---------- Extracted information ----------

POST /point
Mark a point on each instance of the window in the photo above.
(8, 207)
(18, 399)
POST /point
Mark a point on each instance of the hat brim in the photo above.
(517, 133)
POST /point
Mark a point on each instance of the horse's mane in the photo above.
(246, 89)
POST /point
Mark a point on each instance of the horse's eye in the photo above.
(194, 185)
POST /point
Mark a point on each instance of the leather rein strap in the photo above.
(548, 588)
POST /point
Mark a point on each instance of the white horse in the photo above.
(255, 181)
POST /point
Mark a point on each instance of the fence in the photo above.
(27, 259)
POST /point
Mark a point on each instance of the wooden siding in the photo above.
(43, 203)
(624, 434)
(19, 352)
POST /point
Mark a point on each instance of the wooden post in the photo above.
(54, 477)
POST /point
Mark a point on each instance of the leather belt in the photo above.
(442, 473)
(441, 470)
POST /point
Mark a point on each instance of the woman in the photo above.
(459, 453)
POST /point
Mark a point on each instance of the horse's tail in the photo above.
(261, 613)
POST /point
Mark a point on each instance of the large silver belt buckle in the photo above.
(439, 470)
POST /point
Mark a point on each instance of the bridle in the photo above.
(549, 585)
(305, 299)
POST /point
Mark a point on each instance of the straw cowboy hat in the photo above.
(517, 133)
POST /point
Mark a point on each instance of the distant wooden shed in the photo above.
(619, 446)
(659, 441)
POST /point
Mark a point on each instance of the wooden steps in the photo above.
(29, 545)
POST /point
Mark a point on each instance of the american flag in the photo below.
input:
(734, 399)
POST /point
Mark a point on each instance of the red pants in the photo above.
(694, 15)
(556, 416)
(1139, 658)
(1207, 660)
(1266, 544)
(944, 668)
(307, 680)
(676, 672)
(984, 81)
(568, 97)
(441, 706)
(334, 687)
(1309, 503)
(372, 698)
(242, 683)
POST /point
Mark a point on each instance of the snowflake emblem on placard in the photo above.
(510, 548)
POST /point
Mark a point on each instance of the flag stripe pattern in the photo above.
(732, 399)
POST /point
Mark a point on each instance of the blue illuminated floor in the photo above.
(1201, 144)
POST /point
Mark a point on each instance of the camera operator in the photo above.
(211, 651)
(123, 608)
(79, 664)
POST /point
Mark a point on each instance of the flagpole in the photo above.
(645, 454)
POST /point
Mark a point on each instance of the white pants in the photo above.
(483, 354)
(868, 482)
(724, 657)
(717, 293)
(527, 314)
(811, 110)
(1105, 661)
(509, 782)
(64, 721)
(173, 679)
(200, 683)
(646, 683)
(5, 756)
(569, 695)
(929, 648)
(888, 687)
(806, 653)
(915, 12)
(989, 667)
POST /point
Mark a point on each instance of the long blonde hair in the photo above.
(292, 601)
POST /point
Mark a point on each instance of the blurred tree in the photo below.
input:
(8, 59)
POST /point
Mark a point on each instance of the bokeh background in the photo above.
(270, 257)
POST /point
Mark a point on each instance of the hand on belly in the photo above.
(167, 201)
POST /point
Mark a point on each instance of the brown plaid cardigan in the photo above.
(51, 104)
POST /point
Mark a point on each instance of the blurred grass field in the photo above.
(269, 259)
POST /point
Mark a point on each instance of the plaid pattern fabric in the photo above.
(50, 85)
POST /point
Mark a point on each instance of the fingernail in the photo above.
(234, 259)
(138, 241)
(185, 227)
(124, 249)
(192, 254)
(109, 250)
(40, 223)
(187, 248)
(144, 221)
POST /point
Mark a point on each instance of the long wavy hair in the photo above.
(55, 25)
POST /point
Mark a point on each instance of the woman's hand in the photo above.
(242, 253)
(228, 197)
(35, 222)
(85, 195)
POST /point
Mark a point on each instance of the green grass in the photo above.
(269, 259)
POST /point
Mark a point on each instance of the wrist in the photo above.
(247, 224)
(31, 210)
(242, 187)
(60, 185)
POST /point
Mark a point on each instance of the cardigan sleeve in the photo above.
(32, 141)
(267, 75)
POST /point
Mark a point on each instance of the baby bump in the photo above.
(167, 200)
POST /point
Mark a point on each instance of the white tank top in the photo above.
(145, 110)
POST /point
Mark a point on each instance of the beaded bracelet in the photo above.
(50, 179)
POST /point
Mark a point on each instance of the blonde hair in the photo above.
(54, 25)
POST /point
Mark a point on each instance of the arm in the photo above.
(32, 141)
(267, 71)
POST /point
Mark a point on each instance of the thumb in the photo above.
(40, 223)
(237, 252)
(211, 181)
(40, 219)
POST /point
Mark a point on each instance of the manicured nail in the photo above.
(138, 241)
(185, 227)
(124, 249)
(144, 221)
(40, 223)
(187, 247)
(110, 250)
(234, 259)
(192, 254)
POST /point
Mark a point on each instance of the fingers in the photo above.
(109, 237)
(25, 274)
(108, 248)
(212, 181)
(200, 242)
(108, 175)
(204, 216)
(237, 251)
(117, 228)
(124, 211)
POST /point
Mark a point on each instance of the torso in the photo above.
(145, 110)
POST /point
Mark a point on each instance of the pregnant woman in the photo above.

----------

What the exercise asks >>
Locate every line above that contains the string "belt", treating uppercase and lowercase as distinct, and copy each such line in full.

Expected output >>
Mark a point on each instance of the leather belt in the photo above.
Mark a point on each instance of the large silver belt buckle in the photo above.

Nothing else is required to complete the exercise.